◆ READING PASSAGE ◆
═══

Thursday 5 January 2017

Brexit litigation in the Supreme Court - the case for Miller, Dos Santos and others (5)

The previous post looked at submissions by Helen Mountfield QC on behalf of  Graham Pigney and others.  This post looks at submissions by Manjit Gill QC for interested parties AB, KK, PR and children and then Patrick Green QC for the "ex pat" interveners George Birnie and others. 

Written cases were submitted to the court: Gina Miller; Deir Tozetti Dos Santos; Graham Pigney and othersAB, KK, PR and children

Transcript Day 4 - Morning and afternoon combined - 4 page version (PDF)

Mr Manjit Gill QC - Transcript pages 101 to 115

MG noted that some people were trying to make this case very hard because nobody ever thought that the 2015 Act intended to confer any prerogative power at all.  Nobody (i.e. in government or the legislature) ever thought there was going to be a leave vote.  That is why the Act is drafted in a limited way.

Even sovereigns must be constrained by the rule of law and it is not that you cannot use prerogative to dispense with laws, there is "simply no prerogative to dispense with laws, it is not a question of its use or abuse, it just doesn't exist (pg 102).  That was the position before the ECA72 and the Act did not change it.  No question of a clamp arises.The non dispensing principle - spoken of by Richard Gordon QC - remains and no question of a clamp arises at all.

MG then went on to make 3 sets of submissions.

First - There are very real examples - in the printed case - of how the proposed use of prerogative would affect individuals such as MG's clients.

At pg 104, MG explained who the clients are: "the AB parties, they are representative of two classes of persons ..... EU nationals living in this country and those who derive rights of residence from them, principally their family members; and secondly, children, whose continued presence in this country depends on the exercise of them or their carers and family members, of rights derived from EU law.  And I have in mind British children who as EU citizens need carers who are non-British or non-EU even, who therefore, as a result of EU law, need their carers with them, who are then given what are called Zambrano rights, derivative rights of residence.  These classes of persons, and the first class, EEA and their family members, is of course a very large class, are very, very significantly affected by the position."

═══

◆ DATA SECTION ◆
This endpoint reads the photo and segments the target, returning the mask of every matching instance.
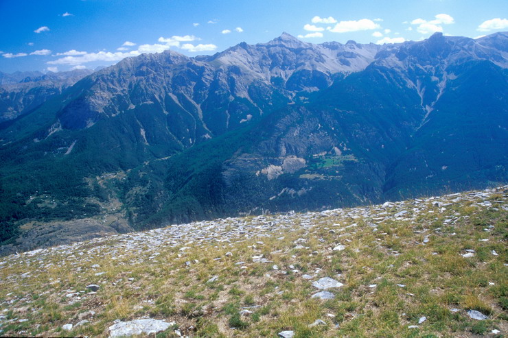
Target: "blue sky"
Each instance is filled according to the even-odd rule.
[[[213,54],[283,32],[391,43],[508,30],[506,0],[0,0],[0,71],[95,69],[167,49]]]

═══

◆ PROMPT 1 ◆
In the Brexit litigation post, which QC made submissions for the "ex pat" interveners George Birnie and others?
◆ PROMPT 2 ◆
Which QCs are named in the Brexit litigation post?

◆ TASK OUTPUT 1 ◆
Patrick Green QC

◆ TASK OUTPUT 2 ◆
Helen Mountfield QC, Manjit Gill QC, Patrick Green QC, Richard Gordon QC